■ PASSAGE GIVEN:
=-=-=
Straight Life - Art Pepper [134]
I was angry and bitter. I would be out hustling, trying to score, I'd be sick, and I'd see people going to work in the morning, all in their nice cars, dressed nice, clean shaven, and clearheaded. I'd see them going to work, and I'd still be standing on the corner waiting for some guy, freezing someplace, in the evening as they were coming home. Here come the same cars back, and they're all smiling and happy. Just the guys in the neighborhood in East L.A. And they go into the market, and they get a check on Friday, man, and they cash that check, and they buy their juice, and they're happy. They're not sick.
I hated them. I was envious of them. I would say, "Look at those chumps! Fuckin' assholes! Lames! Fuckin' rabble! Sheep! Animals! Following the leader! I'm not like that! I'm different! Fuck them! Fuck society!" I'd rave like I used to hear my dad rave about the rabble, the scissor-bills, the kikes, the spicks, the niggers, the tramps and floozies, on and on. Each time I got sick there was more and more fear and hate, knowing I was trapped and I couldn't stop, knowing I was going back to jail. I was full of animosity and so jealous and all I wanted was a lot of money, man, so I could lay up and really drown myself in heroin, saturate myself with it, so I wouldn't feel or see, so I wouldn't want to cry or die. All I wanted was lots of money so I could make myself totally oblivious to everything.
=-=-=
■ PROBLEMS:
(a) In the Straight Life passage, what did the men in the East L.A. neighborhood get on Friday?
(b) Pick up the Straight Life passage after its final sentence and keep writing.

■ Saved entries:
=-=-=
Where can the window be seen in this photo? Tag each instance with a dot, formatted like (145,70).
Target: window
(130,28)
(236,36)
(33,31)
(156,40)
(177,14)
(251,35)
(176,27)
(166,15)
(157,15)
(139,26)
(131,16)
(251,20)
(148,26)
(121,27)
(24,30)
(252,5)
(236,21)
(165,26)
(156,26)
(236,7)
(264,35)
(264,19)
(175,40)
=-=-=
■ RESULTS FOR THE EXERCISE:
(a) They got a check, which they cashed.

(b)
When I was in jail I heard a lot of stories. Guys gather in little groups. You walk down the freeway and look in a cell and there'll be four or five guys talking about shooting this stuff and that stuff. Or someone will come up to you and say, "Hey, Art, take me on a trip." And so you tell about something you did, something that happened to you, the whole thing, you paint a picture. On the street nobody will listen to anyone else for more than a minute, a couple minutes at most, but in jail people will listen, if a guy can talk, for two or three hours straight without ever saying a word. Some are better than others at it and they'll paint some beautiful things, sometimes about women but mostly about different junk they've had, how good it was, and about big scores they've made. They'd pull a robbery and instead of buying a gram or a quarter they'd buy a piece or two or three or four pieces and sell a little bit and lay up and just fix and not have to go out on the street. So now, what I wanted was to find somebody to help me pull an armed robbery. I wanted to go in with a gun, get the money, score, get away from the scene, and cool it.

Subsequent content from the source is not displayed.